» TEXT PASSAGE:
════════
Y'all know about 'deja vu', but how about 'presque vu'?  We get that on occasion, and we got it a few minutes into Sunday's tilt as Matt Ryan capably and confidently passed his Falcons up to midfield. As the teams walked back to the huddle and we pondered why 'Matty Ice' was getting all day to throw, in our mind's eye we saw, plain as day, Julio Jones wide open and hauling in a perfect rainbow pass, over-the-shoulder for a long touchdown. We kept silent, so as not to disturb the fainthearted, and were not at all surprised when about a hundred seconds later, Ryan and Jones connected on exactly such a play for the signature touchdown of Atlanta's early 17-0 barrage.

It also reminded us, unaccountably or so it seemed, of another championship-game-opening stunner of a touchdown bomb-- that 65-yard strike from Steve Young to Jerry Rice in the 1992 NFC title game against Dallas. Don't bother looking for it in the game stats-- the play was called back due to a holding penalty, and thus had no lasting impact on the game. Though few would have called it at the time, the Ryan-Jones hookup, real as it was, had ultimately the same effect. Look elsewhere for back-breaking plays, because despite their chronic issues with pass coverage against the big Atlanta receivers, the 49er defenders kept their heads, continued with their physical style of play, and finally won the battle.
════════
» EXCERPTED DATA:
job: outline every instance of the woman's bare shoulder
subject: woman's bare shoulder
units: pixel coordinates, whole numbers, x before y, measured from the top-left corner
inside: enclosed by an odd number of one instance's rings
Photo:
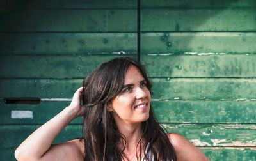
[[[81,139],[53,144],[42,157],[42,160],[83,160],[84,141]]]
[[[209,160],[204,154],[182,135],[166,134],[173,146],[178,160]]]
[[[76,139],[68,141],[70,145],[75,147],[77,154],[84,155],[84,139]]]

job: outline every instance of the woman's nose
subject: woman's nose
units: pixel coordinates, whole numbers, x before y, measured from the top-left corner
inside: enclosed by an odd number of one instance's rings
[[[146,92],[141,88],[138,88],[136,91],[136,98],[137,100],[145,98],[147,96]]]

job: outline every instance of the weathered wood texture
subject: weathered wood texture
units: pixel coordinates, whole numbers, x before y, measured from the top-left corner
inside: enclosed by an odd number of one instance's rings
[[[2,125],[0,131],[5,138],[0,139],[1,148],[13,148],[22,142],[40,125]],[[164,124],[167,132],[177,132],[189,139],[198,147],[255,147],[256,126],[252,125],[228,124]],[[54,141],[55,143],[83,136],[81,125],[67,126]],[[21,135],[22,134],[22,135]]]
[[[0,77],[83,78],[103,62],[120,56],[118,54],[1,56]]]
[[[156,117],[211,160],[255,160],[255,6],[141,1],[140,56]]]
[[[255,31],[255,9],[143,9],[141,31]],[[227,19],[228,17],[228,19]]]
[[[0,79],[0,98],[71,98],[83,79]],[[157,100],[253,101],[256,98],[256,80],[252,78],[163,77],[152,78],[151,81],[152,97]]]
[[[132,33],[2,33],[0,40],[0,55],[137,53]]]
[[[0,18],[0,31],[136,32],[136,10],[20,10]]]
[[[138,52],[154,84],[152,107],[167,132],[181,134],[211,160],[255,160],[255,1],[2,2],[4,160],[15,160],[15,147],[68,105],[86,75]],[[6,97],[41,102],[6,104]],[[22,111],[31,115],[15,118]],[[72,121],[54,143],[81,137],[81,121]]]
[[[141,0],[141,8],[255,8],[254,0]]]

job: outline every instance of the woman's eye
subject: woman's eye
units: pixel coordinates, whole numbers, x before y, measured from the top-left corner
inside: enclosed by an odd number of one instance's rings
[[[129,87],[129,88],[125,88],[124,91],[125,91],[125,92],[129,91],[131,89],[132,89],[132,88]]]

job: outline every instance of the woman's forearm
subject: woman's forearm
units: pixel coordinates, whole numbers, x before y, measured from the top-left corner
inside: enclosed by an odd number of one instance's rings
[[[51,148],[55,137],[74,118],[77,112],[70,106],[32,133],[16,150],[18,160],[40,159]]]

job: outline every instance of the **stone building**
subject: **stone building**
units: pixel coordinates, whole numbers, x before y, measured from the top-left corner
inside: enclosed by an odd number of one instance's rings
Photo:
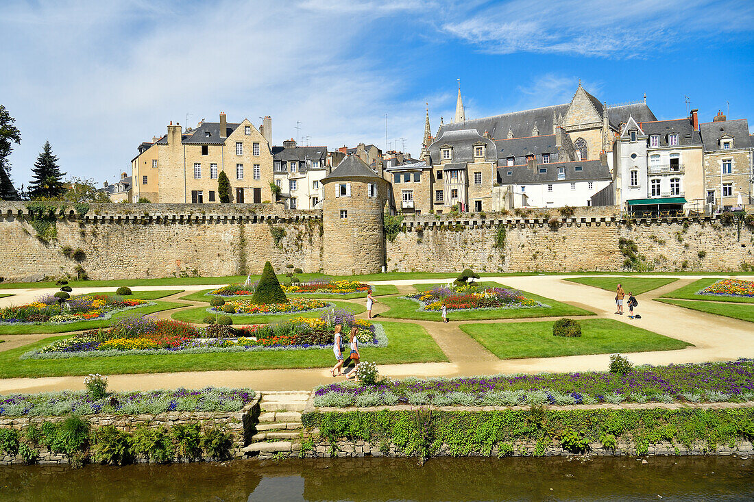
[[[383,212],[389,183],[350,155],[322,179],[323,271],[375,274],[386,265]]]
[[[327,174],[326,146],[297,146],[293,138],[272,147],[274,182],[288,209],[319,209]]]
[[[746,119],[718,112],[700,125],[704,142],[705,202],[715,210],[754,204],[754,142]],[[739,198],[740,203],[739,203]]]
[[[167,134],[152,144],[142,143],[131,161],[135,200],[219,203],[217,179],[225,171],[231,202],[271,200],[271,136],[269,117],[259,129],[247,119],[228,123],[225,113],[219,122],[202,121],[195,129],[183,130],[171,122]]]

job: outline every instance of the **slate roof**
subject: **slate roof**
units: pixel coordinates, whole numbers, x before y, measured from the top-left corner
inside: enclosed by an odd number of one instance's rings
[[[749,134],[749,121],[745,118],[721,122],[703,122],[699,124],[707,152],[722,150],[718,139],[724,135],[733,136],[733,148],[754,147],[752,136]]]
[[[352,179],[354,178],[375,178],[382,179],[372,170],[372,168],[356,155],[348,155],[344,158],[333,172],[322,179],[323,182],[334,179]]]
[[[702,138],[699,135],[699,131],[694,130],[694,126],[689,118],[639,122],[639,127],[648,136],[653,134],[659,136],[661,148],[670,146],[668,136],[672,133],[678,134],[679,146],[702,144]]]
[[[581,167],[581,171],[575,170],[578,166]],[[558,179],[558,167],[566,168],[565,179]],[[540,173],[541,168],[547,169],[547,172]],[[510,175],[509,172],[510,172]],[[605,179],[611,179],[610,168],[606,162],[599,160],[538,164],[535,169],[532,169],[528,165],[498,168],[498,182],[501,185],[523,185],[526,183],[541,185],[542,183],[565,183]]]

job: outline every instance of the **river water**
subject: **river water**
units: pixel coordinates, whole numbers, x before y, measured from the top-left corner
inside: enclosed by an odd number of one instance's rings
[[[234,461],[0,467],[0,500],[752,500],[735,457]]]

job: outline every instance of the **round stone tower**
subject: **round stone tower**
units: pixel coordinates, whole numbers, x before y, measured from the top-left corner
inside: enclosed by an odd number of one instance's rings
[[[385,265],[382,222],[388,183],[348,155],[322,179],[323,271],[376,274]]]

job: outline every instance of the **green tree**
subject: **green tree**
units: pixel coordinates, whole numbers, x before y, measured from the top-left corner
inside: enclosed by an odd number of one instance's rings
[[[21,133],[13,124],[16,119],[5,107],[0,105],[0,199],[17,200],[18,191],[11,180],[11,164],[8,158],[13,151],[13,143],[21,142]]]
[[[231,201],[231,180],[225,171],[220,171],[217,176],[217,197],[224,204]]]
[[[29,185],[29,194],[32,199],[57,199],[63,196],[66,188],[63,176],[57,165],[57,157],[52,154],[50,142],[44,142],[42,152],[37,157],[32,169],[33,178]]]

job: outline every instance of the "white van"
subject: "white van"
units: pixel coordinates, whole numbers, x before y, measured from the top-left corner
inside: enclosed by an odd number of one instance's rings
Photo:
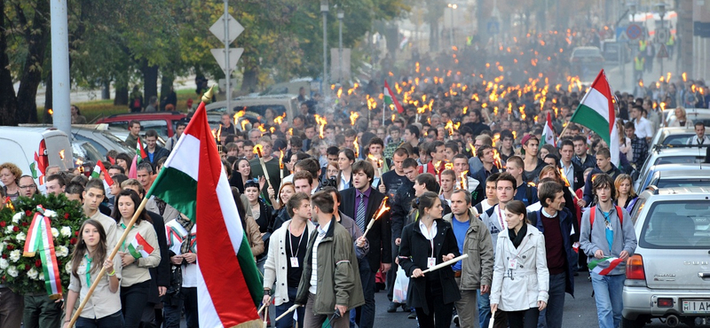
[[[53,128],[0,127],[0,163],[13,163],[22,175],[32,175],[35,152],[44,156],[48,166],[57,165],[60,170],[74,168],[72,145],[64,132]]]

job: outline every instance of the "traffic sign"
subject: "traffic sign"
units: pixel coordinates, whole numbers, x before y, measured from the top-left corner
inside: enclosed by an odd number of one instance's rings
[[[244,48],[229,49],[229,67],[226,66],[226,55],[224,48],[210,49],[209,51],[212,52],[212,56],[215,57],[215,59],[217,59],[217,63],[219,64],[219,67],[222,68],[222,71],[229,74],[228,72],[231,72],[237,66],[237,61],[239,61],[240,57],[241,57],[241,54],[244,52]],[[229,71],[227,71],[227,68],[229,68]]]
[[[627,27],[627,36],[629,40],[638,39],[643,34],[643,29],[638,24],[629,24]]]
[[[661,44],[660,49],[659,49],[659,54],[656,56],[659,59],[667,59],[668,58],[668,50],[666,49],[666,44]]]
[[[209,32],[212,32],[212,34],[215,35],[219,41],[225,42],[225,24],[227,24],[227,27],[229,29],[229,31],[227,31],[229,36],[229,40],[227,40],[228,43],[232,43],[232,42],[241,34],[241,32],[244,32],[244,27],[242,27],[241,24],[237,21],[237,20],[234,20],[232,15],[225,13],[215,22],[215,24],[212,24],[212,26],[209,27]]]

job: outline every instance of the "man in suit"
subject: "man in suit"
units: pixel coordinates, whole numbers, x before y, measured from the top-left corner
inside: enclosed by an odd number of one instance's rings
[[[340,191],[343,202],[340,210],[355,219],[362,231],[367,230],[371,220],[380,209],[384,194],[372,188],[375,168],[367,160],[359,160],[352,165],[352,187]],[[372,328],[375,322],[375,275],[378,269],[387,272],[391,266],[392,254],[390,243],[389,213],[383,215],[367,233],[370,252],[359,261],[360,279],[365,294],[365,305],[358,308],[356,322],[360,328]],[[386,254],[383,256],[382,254]],[[380,262],[382,262],[382,265]]]

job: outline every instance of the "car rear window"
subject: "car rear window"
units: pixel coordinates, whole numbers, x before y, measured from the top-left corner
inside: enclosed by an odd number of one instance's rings
[[[639,246],[651,249],[710,248],[710,202],[656,202],[646,212]]]

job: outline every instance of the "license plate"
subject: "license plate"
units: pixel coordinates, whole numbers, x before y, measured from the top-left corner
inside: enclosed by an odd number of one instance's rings
[[[710,313],[710,300],[683,301],[683,313]]]

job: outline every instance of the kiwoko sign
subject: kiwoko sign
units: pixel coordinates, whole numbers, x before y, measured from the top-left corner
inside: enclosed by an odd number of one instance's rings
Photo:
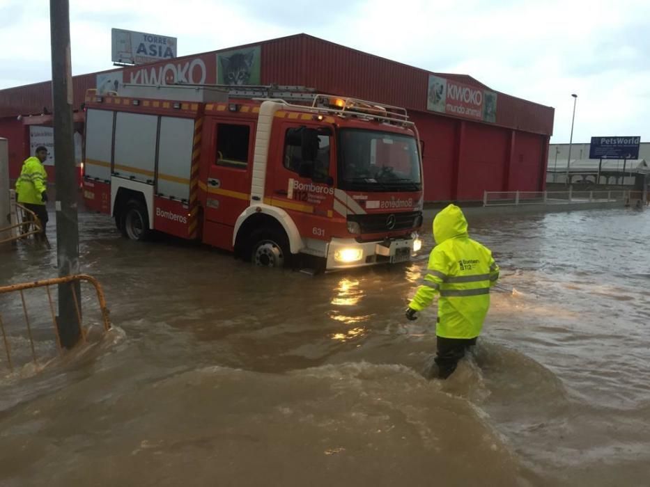
[[[431,74],[426,109],[494,123],[497,121],[497,94]]]
[[[176,38],[144,32],[111,29],[112,60],[123,64],[144,64],[176,57]]]
[[[641,137],[591,137],[589,159],[639,159]]]

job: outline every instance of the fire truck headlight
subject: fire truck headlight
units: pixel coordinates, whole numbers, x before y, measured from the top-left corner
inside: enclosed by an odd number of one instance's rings
[[[417,238],[413,241],[413,252],[419,252],[422,248],[422,239]]]
[[[341,248],[340,250],[336,250],[334,255],[334,258],[337,262],[350,264],[350,262],[356,262],[361,260],[363,256],[364,252],[360,248],[348,247],[346,248]]]
[[[359,235],[361,234],[361,225],[356,221],[348,221],[348,232],[353,235]]]

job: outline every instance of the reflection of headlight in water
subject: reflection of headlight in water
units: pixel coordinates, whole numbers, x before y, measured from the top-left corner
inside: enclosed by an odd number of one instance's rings
[[[356,262],[357,260],[361,260],[363,255],[363,250],[360,248],[348,247],[336,250],[334,255],[334,258],[338,262],[349,264],[350,262]]]
[[[422,248],[422,239],[415,239],[413,241],[413,252],[419,252]]]

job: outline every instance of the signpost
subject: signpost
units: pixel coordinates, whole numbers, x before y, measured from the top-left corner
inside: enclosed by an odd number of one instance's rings
[[[601,166],[603,159],[623,159],[623,184],[625,184],[625,168],[628,159],[639,159],[641,137],[591,137],[589,159],[600,159],[596,184],[600,183]],[[618,180],[618,177],[617,177]]]
[[[641,137],[591,137],[589,159],[639,159]]]

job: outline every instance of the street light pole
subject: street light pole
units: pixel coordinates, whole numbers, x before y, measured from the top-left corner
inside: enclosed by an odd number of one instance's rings
[[[566,159],[567,186],[570,182],[570,179],[568,179],[568,169],[571,165],[571,143],[573,142],[573,121],[575,120],[575,102],[578,100],[578,95],[575,93],[572,93],[571,96],[573,97],[573,116],[571,118],[571,136],[568,139],[568,158]]]
[[[557,154],[559,154],[559,147],[555,147],[555,163],[553,164],[553,182],[557,182]]]

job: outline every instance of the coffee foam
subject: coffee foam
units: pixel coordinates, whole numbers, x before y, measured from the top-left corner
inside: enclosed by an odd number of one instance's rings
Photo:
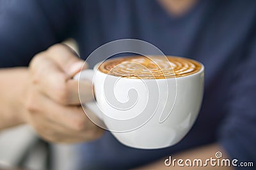
[[[182,57],[132,56],[107,60],[99,70],[127,78],[164,79],[193,74],[201,67],[198,62]]]

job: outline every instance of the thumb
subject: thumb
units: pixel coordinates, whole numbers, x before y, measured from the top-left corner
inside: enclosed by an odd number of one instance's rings
[[[54,60],[68,77],[72,77],[81,69],[88,68],[87,63],[66,45],[54,45],[47,50],[47,53],[48,57]]]

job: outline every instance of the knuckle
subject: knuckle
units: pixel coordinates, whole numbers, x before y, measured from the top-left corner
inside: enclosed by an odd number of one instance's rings
[[[61,85],[62,84],[62,85]],[[64,83],[55,85],[53,87],[53,91],[55,92],[55,97],[56,100],[64,104],[68,104],[69,93],[67,85]]]
[[[32,113],[38,110],[38,106],[34,95],[29,95],[29,97],[25,103],[25,108],[28,111]]]

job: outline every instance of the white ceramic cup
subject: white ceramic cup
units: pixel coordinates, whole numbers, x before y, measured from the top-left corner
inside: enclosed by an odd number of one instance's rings
[[[97,102],[83,106],[120,142],[137,148],[161,148],[180,141],[198,116],[204,82],[200,64],[198,72],[188,76],[132,79],[103,73],[97,69],[98,64],[74,79],[92,81]]]

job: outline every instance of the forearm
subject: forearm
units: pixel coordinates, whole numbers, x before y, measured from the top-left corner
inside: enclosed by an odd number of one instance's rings
[[[234,167],[228,167],[228,166],[218,166],[217,165],[214,166],[211,166],[211,162],[208,161],[207,162],[207,166],[204,166],[204,164],[205,162],[205,160],[207,159],[210,159],[211,157],[212,157],[214,159],[217,159],[215,154],[218,152],[221,152],[221,153],[223,154],[222,157],[221,159],[228,159],[227,154],[225,153],[225,152],[223,150],[221,147],[217,145],[217,144],[212,144],[211,145],[207,145],[202,147],[200,147],[198,148],[193,149],[189,151],[186,151],[184,152],[181,152],[177,154],[175,154],[173,155],[170,155],[172,157],[172,164],[170,164],[170,166],[166,166],[164,164],[164,160],[167,159],[170,160],[170,157],[168,156],[166,157],[163,158],[160,160],[158,160],[152,164],[148,165],[147,166],[144,166],[140,168],[138,168],[134,170],[150,170],[150,169],[159,169],[159,170],[162,170],[162,169],[175,169],[175,170],[179,170],[179,169],[189,169],[189,170],[193,170],[193,169],[225,169],[225,170],[229,170],[229,169],[234,169]],[[174,162],[175,164],[173,166],[173,161],[175,159],[176,160]],[[184,166],[180,166],[178,165],[178,160],[179,159],[182,159],[183,160],[183,162],[182,162],[182,164],[184,164]],[[192,162],[192,165],[190,166],[186,166],[185,165],[185,160],[189,159],[191,160]],[[193,166],[193,160],[195,159],[200,159],[202,160],[202,166]],[[168,161],[166,163],[169,164],[170,162]],[[188,162],[189,164],[189,162]]]
[[[28,69],[0,69],[0,130],[24,123],[22,107]]]

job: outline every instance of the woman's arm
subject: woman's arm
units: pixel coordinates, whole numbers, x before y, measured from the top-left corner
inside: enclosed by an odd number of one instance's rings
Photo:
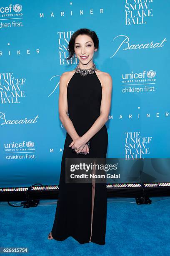
[[[67,97],[67,83],[68,77],[68,72],[63,73],[60,79],[59,113],[61,122],[71,138],[74,140],[80,138],[80,136],[77,133],[72,121],[68,115],[68,105]]]
[[[102,81],[100,115],[89,130],[81,137],[82,141],[85,143],[102,128],[109,119],[112,91],[112,79],[109,74],[105,73],[103,74]]]
[[[81,152],[81,146],[86,143],[99,131],[108,120],[110,111],[111,94],[112,91],[112,79],[110,75],[107,73],[104,74],[102,80],[102,98],[100,105],[100,115],[92,125],[82,136],[76,139],[70,145],[72,148],[80,148],[77,151]]]

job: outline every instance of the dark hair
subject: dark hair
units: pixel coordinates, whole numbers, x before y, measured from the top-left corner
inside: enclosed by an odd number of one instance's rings
[[[79,35],[87,35],[91,37],[93,41],[95,48],[98,49],[99,48],[99,38],[94,31],[91,31],[88,28],[80,28],[78,29],[72,34],[69,41],[67,49],[69,53],[69,56],[65,59],[70,59],[73,56],[75,52],[74,45],[75,38]]]

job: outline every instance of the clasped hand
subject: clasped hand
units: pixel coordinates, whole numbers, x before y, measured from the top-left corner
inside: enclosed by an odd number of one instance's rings
[[[88,146],[84,141],[82,140],[81,137],[78,138],[73,141],[70,144],[69,147],[71,147],[72,149],[74,149],[77,154],[80,153],[85,155],[89,154],[90,150]]]

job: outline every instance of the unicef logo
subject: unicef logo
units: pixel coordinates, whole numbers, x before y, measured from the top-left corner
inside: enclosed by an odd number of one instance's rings
[[[146,74],[149,78],[152,78],[155,76],[156,74],[156,71],[154,71],[153,70],[147,71]]]
[[[21,11],[22,9],[22,7],[21,5],[16,4],[16,5],[13,5],[13,10],[16,13],[19,13]]]
[[[28,148],[32,148],[34,146],[34,143],[33,141],[28,141],[26,143],[26,145]]]

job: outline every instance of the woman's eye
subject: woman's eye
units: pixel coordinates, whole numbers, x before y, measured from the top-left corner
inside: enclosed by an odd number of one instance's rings
[[[88,44],[88,45],[87,46],[91,46],[90,44]],[[80,47],[80,46],[78,46],[78,45],[77,46],[75,46],[75,48],[77,48],[78,47]]]

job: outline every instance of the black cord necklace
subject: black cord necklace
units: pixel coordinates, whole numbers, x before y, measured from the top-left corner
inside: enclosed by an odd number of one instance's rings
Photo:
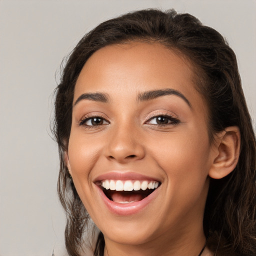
════════
» WHAT THE TASK ASKS:
Can you retype the part of the game recap that opens with the words containing "It also reminded" and closes with "won the battle."? You can set the listing aside; nothing here depends on it.

» EXERCISE ANSWER:
It also reminded us, unaccountably or so it seemed, of another championship-game-opening stunner of a touchdown bomb-- that 65-yard strike from Steve Young to Jerry Rice in the 1992 NFC title game against Dallas. Don't bother looking for it in the game stats-- the play was called back due to a holding penalty, and thus had no lasting impact on the game. Though few would have called it at the time, the Ryan-Jones hookup, real as it was, had ultimately the same effect. Look elsewhere for back-breaking plays, because despite their chronic issues with pass coverage against the big Atlanta receivers, the 49er defenders kept their heads, continued with their physical style of play, and finally won the battle.